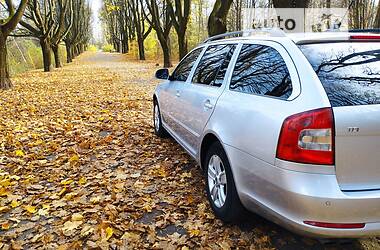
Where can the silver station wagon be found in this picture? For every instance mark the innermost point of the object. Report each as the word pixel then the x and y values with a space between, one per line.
pixel 286 126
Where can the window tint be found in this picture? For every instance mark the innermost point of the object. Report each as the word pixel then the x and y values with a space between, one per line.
pixel 261 70
pixel 213 65
pixel 349 72
pixel 182 71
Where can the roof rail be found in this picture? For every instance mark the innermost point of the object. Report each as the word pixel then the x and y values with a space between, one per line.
pixel 274 32
pixel 375 30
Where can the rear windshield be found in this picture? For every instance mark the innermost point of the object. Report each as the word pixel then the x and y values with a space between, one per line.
pixel 349 72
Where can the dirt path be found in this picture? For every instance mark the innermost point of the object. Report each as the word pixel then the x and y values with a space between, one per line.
pixel 81 168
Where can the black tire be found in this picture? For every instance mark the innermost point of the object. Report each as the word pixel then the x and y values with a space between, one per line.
pixel 159 130
pixel 232 211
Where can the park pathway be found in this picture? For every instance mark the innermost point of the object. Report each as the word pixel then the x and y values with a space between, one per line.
pixel 81 168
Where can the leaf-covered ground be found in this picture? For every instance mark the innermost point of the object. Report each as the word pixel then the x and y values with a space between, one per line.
pixel 81 168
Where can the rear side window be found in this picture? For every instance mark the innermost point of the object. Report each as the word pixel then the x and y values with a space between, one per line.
pixel 349 72
pixel 213 65
pixel 261 70
pixel 182 71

* * * * * * *

▶ [EXERCISE AIM]
Express the lines from the one containing "Where can the black" through the final line above, both included, as a numbered list, leaving out any blank lines.

▶ [ANSWER TO THE EXERCISE]
1. Where can the black tire be found in this picture? For every instance mark the innermost point of the object. Report each as the word pixel then the x and y values with a space between, one per line.
2. pixel 159 130
3. pixel 232 211
4. Where can the park pathway be found in this picture? For every instance mark the innermost point of the object. Report each as the word pixel then the x and y values with a space between, one per line.
5. pixel 81 168
6. Where can the leaf-covered ground be found in this picture? For every instance mark the innermost point of the object. Report each as the word pixel then the x and y values with a space between, one per line.
7. pixel 81 168
8. Where can the rear side window be found in this picture? For every instance mark the innermost point of the object. Report each as the word pixel then the x and y values with a space between, one per line.
9. pixel 349 72
10. pixel 213 65
11. pixel 261 70
12. pixel 182 71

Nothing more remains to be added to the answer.